Copy all of the data below, line for line, without changing any character.

-.-.-

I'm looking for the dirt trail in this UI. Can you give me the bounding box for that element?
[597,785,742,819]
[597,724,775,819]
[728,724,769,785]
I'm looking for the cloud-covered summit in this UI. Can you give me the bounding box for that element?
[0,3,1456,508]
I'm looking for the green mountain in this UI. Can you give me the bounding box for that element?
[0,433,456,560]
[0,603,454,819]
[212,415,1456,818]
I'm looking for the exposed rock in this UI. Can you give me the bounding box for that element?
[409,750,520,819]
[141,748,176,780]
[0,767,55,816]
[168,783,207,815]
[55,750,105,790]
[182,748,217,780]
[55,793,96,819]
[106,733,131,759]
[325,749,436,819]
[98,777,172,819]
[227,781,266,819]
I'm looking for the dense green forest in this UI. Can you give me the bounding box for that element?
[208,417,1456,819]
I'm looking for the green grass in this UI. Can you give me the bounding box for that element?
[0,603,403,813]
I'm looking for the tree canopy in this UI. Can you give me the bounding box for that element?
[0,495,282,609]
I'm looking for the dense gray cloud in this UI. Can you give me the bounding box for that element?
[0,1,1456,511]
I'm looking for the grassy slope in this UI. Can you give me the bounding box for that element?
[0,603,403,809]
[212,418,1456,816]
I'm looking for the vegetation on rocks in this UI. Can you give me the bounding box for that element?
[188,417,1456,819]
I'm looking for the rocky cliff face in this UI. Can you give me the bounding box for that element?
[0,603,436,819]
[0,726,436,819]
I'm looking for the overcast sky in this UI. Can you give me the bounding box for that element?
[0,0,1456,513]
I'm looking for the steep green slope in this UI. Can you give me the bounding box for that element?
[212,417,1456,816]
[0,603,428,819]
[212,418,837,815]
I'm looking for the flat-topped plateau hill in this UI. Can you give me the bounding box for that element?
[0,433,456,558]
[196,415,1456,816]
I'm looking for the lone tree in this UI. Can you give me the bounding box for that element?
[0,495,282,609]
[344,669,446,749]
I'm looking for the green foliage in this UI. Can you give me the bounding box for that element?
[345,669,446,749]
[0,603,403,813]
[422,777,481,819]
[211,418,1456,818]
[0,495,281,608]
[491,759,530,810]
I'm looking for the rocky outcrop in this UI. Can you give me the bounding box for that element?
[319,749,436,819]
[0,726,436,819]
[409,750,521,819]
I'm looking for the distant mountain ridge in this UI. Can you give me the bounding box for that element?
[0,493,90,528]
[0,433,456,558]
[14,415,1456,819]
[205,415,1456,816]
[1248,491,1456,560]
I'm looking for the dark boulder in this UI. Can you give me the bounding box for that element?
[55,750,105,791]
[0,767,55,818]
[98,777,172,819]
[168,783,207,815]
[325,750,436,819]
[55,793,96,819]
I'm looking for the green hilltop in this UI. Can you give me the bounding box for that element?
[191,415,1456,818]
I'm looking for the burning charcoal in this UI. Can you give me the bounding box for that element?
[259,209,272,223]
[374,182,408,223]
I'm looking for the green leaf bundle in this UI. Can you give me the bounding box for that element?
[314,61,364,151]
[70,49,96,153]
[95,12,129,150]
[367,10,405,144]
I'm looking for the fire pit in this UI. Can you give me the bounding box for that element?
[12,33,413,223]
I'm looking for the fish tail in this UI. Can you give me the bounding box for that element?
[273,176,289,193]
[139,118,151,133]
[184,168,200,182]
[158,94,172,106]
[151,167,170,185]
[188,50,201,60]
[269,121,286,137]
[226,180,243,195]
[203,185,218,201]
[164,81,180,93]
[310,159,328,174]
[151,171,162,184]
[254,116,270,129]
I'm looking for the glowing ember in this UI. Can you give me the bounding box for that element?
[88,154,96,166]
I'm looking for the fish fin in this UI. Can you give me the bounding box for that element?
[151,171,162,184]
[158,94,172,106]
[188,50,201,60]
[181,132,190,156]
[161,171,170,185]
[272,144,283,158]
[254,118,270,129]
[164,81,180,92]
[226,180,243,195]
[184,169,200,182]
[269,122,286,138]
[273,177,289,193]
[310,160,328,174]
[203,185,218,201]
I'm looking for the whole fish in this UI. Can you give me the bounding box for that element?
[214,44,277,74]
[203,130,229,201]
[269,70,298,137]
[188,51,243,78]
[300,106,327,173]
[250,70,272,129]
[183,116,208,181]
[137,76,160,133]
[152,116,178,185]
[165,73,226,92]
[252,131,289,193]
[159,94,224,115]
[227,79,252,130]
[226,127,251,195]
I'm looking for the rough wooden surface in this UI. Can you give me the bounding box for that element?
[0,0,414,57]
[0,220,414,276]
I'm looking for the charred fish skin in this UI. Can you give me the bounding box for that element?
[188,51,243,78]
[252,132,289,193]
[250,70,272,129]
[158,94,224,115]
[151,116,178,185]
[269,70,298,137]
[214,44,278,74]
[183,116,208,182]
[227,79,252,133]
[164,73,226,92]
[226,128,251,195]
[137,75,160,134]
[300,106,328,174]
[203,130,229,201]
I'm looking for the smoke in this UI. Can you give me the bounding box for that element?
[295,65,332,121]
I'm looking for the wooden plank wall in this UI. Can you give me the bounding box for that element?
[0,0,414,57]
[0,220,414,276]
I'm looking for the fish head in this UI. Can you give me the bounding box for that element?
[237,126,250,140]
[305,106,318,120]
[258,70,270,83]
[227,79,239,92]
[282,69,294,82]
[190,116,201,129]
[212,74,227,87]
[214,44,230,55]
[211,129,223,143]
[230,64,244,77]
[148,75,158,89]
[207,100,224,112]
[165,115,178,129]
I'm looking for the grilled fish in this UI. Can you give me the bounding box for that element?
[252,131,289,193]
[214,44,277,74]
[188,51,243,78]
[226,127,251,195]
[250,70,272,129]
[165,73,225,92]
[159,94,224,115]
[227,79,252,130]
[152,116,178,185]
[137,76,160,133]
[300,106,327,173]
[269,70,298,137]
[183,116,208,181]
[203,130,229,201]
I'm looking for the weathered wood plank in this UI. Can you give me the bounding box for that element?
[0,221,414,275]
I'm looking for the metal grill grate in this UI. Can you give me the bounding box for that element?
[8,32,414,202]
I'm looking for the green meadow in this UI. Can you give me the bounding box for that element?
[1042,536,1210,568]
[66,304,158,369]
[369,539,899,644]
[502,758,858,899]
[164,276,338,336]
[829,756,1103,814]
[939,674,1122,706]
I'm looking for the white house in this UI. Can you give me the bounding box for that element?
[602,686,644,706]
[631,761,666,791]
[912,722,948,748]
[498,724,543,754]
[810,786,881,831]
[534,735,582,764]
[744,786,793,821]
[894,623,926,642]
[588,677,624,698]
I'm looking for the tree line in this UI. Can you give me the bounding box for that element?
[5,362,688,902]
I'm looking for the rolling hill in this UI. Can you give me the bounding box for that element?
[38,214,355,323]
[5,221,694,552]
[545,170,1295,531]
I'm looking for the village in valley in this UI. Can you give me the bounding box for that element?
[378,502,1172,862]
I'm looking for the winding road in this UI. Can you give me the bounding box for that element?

-.-.-

**Solved problem**.
I'm looking for the dirt trail in this UI. Can you give me the bounding box for that element?
[597,785,742,819]
[597,724,775,819]
[728,724,769,785]
I'm looking for the cloud-covered summit in this UI. Can you give me the bounding box for that element?
[0,3,1456,508]
I'm looking for the green mountain in this UI. Can you give me the bounding box for that element?
[0,433,456,560]
[0,603,454,819]
[212,415,1456,818]
I'm looking for the exposed rock in this UI. Can you give me the bounding box for that element?
[409,750,520,819]
[141,748,176,780]
[0,767,55,816]
[168,783,207,815]
[55,750,105,790]
[182,748,217,780]
[55,793,96,819]
[106,733,131,759]
[325,749,436,819]
[98,777,172,819]
[227,781,266,819]
I'm looking for the dense green forest in this UI. Can you give me the bounding box for that element?
[208,417,1456,819]
I'm looking for the green grass in this UI. Can you give me the bounding box for that element?
[0,603,403,813]
I'm looking for the tree canopy in this UI. Can you give me the bounding box for that element?
[0,495,282,609]
I'm looking for the dense gray cloud in this UI. Can you give me the bounding box for that element?
[0,1,1456,511]
I'm looking for the grassy slope in this UI. Can you give me the bounding box for that element?
[0,603,403,809]
[212,418,1456,816]
I'm looking for the vegetation on rocks in this UI. Can you give me the bounding box for that element?
[188,417,1456,819]
I'm looking for the rocky cliff face in this UI. Can you give me the bounding box for that element?
[0,603,436,819]
[0,726,436,819]
I'm looking for the overcast sky in this UI. Can you give me the bounding box for that element?
[0,0,1456,513]
I'm looking for the steep green slope in this UI. Can you give me the bounding box for that element?
[212,417,1456,816]
[0,603,428,819]
[212,418,837,815]
I'm looking for the flat-topped plateau hill in this UI. Can you give me the bounding box for that element?
[0,433,456,558]
[196,415,1456,816]
I'm looking for the lone tree in this UI. Can you give me the bounding box for that element?
[0,495,282,609]
[344,669,446,749]
I'm looking for the green foliage in this UI. Can you give me the bounding box for that element?
[345,669,446,749]
[0,603,403,813]
[422,777,481,819]
[211,418,1456,818]
[0,495,281,608]
[491,759,530,810]
I'm looking for the rocky outcrop in this UI. Can you give me the bounding box for that element?
[319,749,436,819]
[0,726,436,819]
[409,750,521,819]
I'm looking for the distant mountain ridge in this UI. Can you give me the bounding box for that element?
[0,493,90,528]
[0,433,456,558]
[14,415,1456,819]
[205,415,1456,816]
[1248,491,1456,560]
I'm looking for the dark boulder in this UI. Can you give me the bounding box for that element?
[55,750,105,791]
[0,767,55,818]
[98,777,172,819]
[168,783,207,815]
[325,750,436,819]
[55,793,96,819]
I'm looking for the green hilltop in this UI. Can you give me the bounding box for that element?
[191,415,1456,818]
I'm looking for the burning charcoal in this UI. Can you give me the bounding box for that element?
[259,209,272,223]
[374,182,408,223]
I'm looking for the green leaf bundle in this UI. Can you give me the bounding box for that element?
[314,61,364,151]
[70,49,96,153]
[95,12,129,150]
[367,10,405,144]
I'm looking for the fire pit in this UI. Can you give me the bounding box for that element?
[12,33,413,223]
I'm looking for the fish tail in this UI. Can you give me the bounding box for that element?
[273,176,289,193]
[139,118,151,133]
[184,168,200,182]
[158,94,172,106]
[151,167,170,185]
[188,50,201,60]
[269,121,286,137]
[226,180,243,195]
[203,185,218,201]
[164,81,180,93]
[310,159,328,174]
[151,171,162,184]
[254,116,270,129]
I'm looking for the glowing ember in this UI. Can you give me the bounding box for that element?
[88,154,96,166]
I'm looking for the fish fin in this UI. Can you give me the bounding box for that element?
[151,171,162,184]
[158,94,172,106]
[188,50,201,60]
[181,132,190,156]
[161,171,170,185]
[272,144,283,158]
[254,118,270,129]
[164,81,180,92]
[226,180,243,195]
[184,169,200,182]
[269,122,286,138]
[273,177,289,193]
[310,160,328,174]
[203,185,218,201]
I'm looking for the whole fish in this UI. Can you give me the bounding box for that element?
[214,44,277,74]
[203,130,229,201]
[269,70,298,137]
[188,51,243,78]
[300,106,327,173]
[250,70,272,129]
[183,116,208,181]
[137,76,160,133]
[152,116,178,185]
[165,73,226,92]
[252,131,289,193]
[159,94,224,115]
[227,79,252,130]
[226,127,251,195]
I'm looking for the rough wooden surface in this UI. Can you give me the bounding box for that element?
[0,0,414,57]
[0,220,414,276]
I'm looking for the charred fish skin in this UI. Can you give me the bounding box for that element?
[188,51,243,78]
[252,132,289,193]
[250,70,272,129]
[158,94,224,115]
[151,116,178,185]
[269,70,298,137]
[214,44,278,74]
[183,116,208,182]
[227,79,252,133]
[164,73,226,92]
[226,128,251,195]
[137,75,160,134]
[300,106,328,174]
[203,130,229,201]
I'm looking for the smoke in this UI. Can you give me the bounding box for that element?
[295,65,332,121]
I'm looking for the wooden plank wall in this UI. Can you give me the bounding box for that element?
[0,0,414,57]
[0,220,414,276]
I'm looking for the fish head in this UI. Can you give me the bounding box for that element?
[237,126,250,140]
[305,106,318,120]
[258,70,270,83]
[227,79,239,92]
[282,69,294,82]
[190,116,201,129]
[212,74,227,87]
[214,44,230,55]
[211,129,223,143]
[230,64,244,77]
[148,75,158,89]
[207,100,224,112]
[165,115,178,129]
I'm looking for the grilled fish in this UI. Can you give me the bounding box for that element?
[252,131,289,193]
[214,44,277,74]
[188,51,243,78]
[226,127,251,195]
[250,70,272,129]
[165,73,225,92]
[159,94,224,115]
[227,79,252,130]
[152,116,178,185]
[137,76,160,133]
[300,106,327,173]
[269,70,298,137]
[183,116,208,181]
[203,130,229,201]
I'm looking for the weathered wood plank in this UI. Can you give me the bounding box for that element?
[0,221,414,275]
I'm looking for the metal grill grate in this UI. Can you give me the bounding box for that element?
[8,32,414,202]
I'm looking for the green meadow in this UI. Can you give me the bounding box for that element?
[1042,536,1210,568]
[66,304,158,369]
[369,539,899,644]
[502,758,858,899]
[164,276,338,336]
[829,756,1103,814]
[939,674,1122,706]
I'm looking for the white house in this UI. Can you give me the bounding box for that element?
[602,686,644,706]
[631,761,666,791]
[912,722,948,748]
[498,724,543,754]
[810,786,881,831]
[534,735,582,764]
[744,786,793,821]
[894,623,926,642]
[588,677,624,698]
I'm looking for the tree line in this UI. Can you give me the bounding box for that element?
[5,362,688,902]
I'm looking for the rolling hill in this UI. Can you give me the bounding box for that element?
[38,214,355,323]
[5,221,694,552]
[545,170,1295,531]
I'm looking for the village in valley in this UI. Can you give me the bounding box for that element?
[378,502,1172,862]
I'm looking for the winding road in this UI. Can you give me the bounding box for that element?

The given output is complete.